Call it a juggling act Toronto architects have mastered. Since the late 1960s, their imaginative designs have struck a balance between historical preservation and the needs of developers. 

As Globe and Mail architecture critic Alex Bozikovic notes, these architects were "interested in finding ways to preserve or work with the existing fabric of the city while updating it." That legacy has produced a series of landmarks where existing structure mix with exciting new additions. As architect and Architectural Conservancy of Ontario president Catherine Nasmith puts it, "Toronto people know how to do these projects." Here are six to discover.


The soaring atrium design at Brookfield Place is meant to mimic a tree canopy and allows plenty of natural light

1. Brookfield Place

When this downtown landmark—one of the first Toronto tower complexes to blend architectural eras—opened as BCE Place in 1992, the stylish interior streetscape with its soaring atrium, designed by Spanish architect Santiago Calatrava to mimic a tree canopy, was praised by critics. "The galleria will be important as a new type of privately owned public area that doesn't assume visitors are mindless consumers or office workers in a hurry to get somewhere," observed architecture critic Christopher Hume in the Toronto Star

Continuing to deliver that promise, its natural lighting from the atrium illuminates offices, restaurants and occasional artistic installations. Lined with 19th-century buildings, the complex culminates with the former Bank of Montreal branch at the corner of Front and Yonge, which, like the Hockey Hall of Fame, now honours the legends of the ice. (181 Bay St.)

— EXTRACTED ENTRIES —
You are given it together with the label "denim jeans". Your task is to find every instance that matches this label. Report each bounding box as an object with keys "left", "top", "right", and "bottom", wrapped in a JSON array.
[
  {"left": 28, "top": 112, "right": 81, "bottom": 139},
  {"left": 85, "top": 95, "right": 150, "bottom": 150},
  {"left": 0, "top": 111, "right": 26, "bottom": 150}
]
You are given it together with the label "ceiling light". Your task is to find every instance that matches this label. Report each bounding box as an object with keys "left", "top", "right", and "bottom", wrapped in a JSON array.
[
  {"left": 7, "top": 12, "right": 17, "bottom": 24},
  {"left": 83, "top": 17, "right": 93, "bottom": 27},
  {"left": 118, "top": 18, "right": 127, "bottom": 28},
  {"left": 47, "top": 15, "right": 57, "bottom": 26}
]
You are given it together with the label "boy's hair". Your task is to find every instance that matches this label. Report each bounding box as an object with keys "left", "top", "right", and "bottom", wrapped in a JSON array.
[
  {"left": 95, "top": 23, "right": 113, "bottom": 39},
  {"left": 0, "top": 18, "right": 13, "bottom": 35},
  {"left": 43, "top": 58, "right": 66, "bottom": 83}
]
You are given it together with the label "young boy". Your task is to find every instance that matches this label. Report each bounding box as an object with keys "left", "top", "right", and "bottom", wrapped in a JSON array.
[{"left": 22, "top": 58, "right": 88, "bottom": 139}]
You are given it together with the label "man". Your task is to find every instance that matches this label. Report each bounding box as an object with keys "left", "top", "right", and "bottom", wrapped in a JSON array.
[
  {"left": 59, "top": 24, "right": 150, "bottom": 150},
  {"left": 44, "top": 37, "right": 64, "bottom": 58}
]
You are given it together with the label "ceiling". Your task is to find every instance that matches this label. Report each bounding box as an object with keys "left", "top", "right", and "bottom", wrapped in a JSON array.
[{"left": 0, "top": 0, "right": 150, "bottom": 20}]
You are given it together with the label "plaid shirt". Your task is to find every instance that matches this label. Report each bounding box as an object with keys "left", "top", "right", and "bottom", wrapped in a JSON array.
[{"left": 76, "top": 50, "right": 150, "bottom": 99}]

— PROBLEM REQUIREMENTS —
Continue the article on Toronto landmarks that blend historic buildings with new architecture, picking up after its last sentence.

— OUTPUT FOR THIS TASK —
2. Royal Ontario Museum

Feel like arguing with a Torontonian? Mention Daniel Libeskind's still-controversial Crystal addition to the century-old ROM. It is one of the most talked-about examples of new-meets-old architectural fusion in the city. "It's a provocation," Bozikovic says. "Love it or hate it, every city needs that sort of building—a building that is unmissable, that makes a bold statement."

Often considered the building that kick-started the local renaissance in cultural architecture, Libeskind's addition "shows the dramatic changes that needed to happen to the ROM to bring it into the 21st century," says Michael McClelland, a principal with heritage preservation and reuse specialists ERA Architects. With the Crystal, kids can marvel at the dinosaur exhibits or hide among its angles. (100 Queen's Park)


3. Canada's National Ballet School 

Walk by the windows of Canada's National Ballet School on Jarvis Street at the right moment and you might glimpse students practicing jetés and pliés. This sense of transparency is evident throughout the complex, fitting it within its surrounding streetscape.

The site skillfully blends modern training facilities contained within what Bozikovic describes as "a series of subtle, minimal glass boxes" with two 19th-century buildings: Northfield House (home of a Father of Confederation, former Ontario premier Oliver Mowat, and previously used by the Canadian Broadcasting Corporation) and Havergal College, the original home of the private girls' school. (400 Jarvis St.)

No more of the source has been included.